> _ASSIGNED TASK_:
Retype the entries below exactly, dropping the images.

> _SUPPLIED RECORDS_:

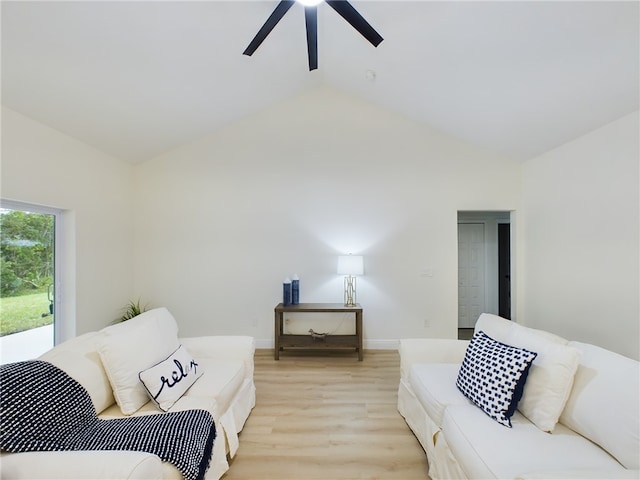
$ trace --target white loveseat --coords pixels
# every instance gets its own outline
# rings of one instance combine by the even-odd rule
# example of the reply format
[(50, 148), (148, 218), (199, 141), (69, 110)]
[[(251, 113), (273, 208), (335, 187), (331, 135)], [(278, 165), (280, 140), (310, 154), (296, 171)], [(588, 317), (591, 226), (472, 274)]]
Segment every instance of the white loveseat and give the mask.
[(640, 477), (640, 367), (600, 347), (482, 314), (475, 332), (536, 352), (512, 428), (456, 386), (468, 341), (400, 341), (398, 410), (433, 480)]
[[(138, 377), (168, 359), (182, 345), (202, 373), (168, 409), (210, 412), (217, 430), (206, 478), (217, 480), (229, 468), (242, 430), (255, 405), (255, 343), (245, 336), (179, 338), (166, 308), (91, 332), (54, 347), (39, 359), (77, 380), (102, 419), (162, 414)], [(125, 413), (123, 413), (123, 411)], [(0, 457), (2, 479), (180, 479), (172, 464), (132, 451), (26, 452)]]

> _EXERCISE OUTPUT_:
$ trace --target white loveseat --coords pixels
# every instance gets its own outline
# rings of one instance combine by the even-odd rule
# example of the reply format
[(50, 148), (148, 218), (199, 141), (69, 110)]
[[(251, 113), (273, 208), (335, 187), (331, 135)], [(278, 165), (280, 140), (310, 154), (296, 171)], [(588, 317), (591, 226), (472, 274)]]
Segment every instance of the white loveseat and give the mask.
[(640, 477), (640, 367), (600, 347), (482, 314), (475, 332), (536, 352), (512, 428), (456, 386), (468, 341), (400, 341), (398, 410), (433, 480)]
[[(138, 377), (168, 359), (182, 345), (202, 373), (168, 409), (210, 412), (217, 430), (206, 478), (217, 480), (229, 468), (242, 430), (255, 405), (255, 343), (245, 336), (179, 338), (166, 308), (91, 332), (54, 347), (39, 359), (77, 380), (102, 419), (162, 414)], [(125, 413), (123, 413), (123, 411)], [(0, 457), (2, 479), (180, 479), (172, 464), (132, 451), (26, 452)]]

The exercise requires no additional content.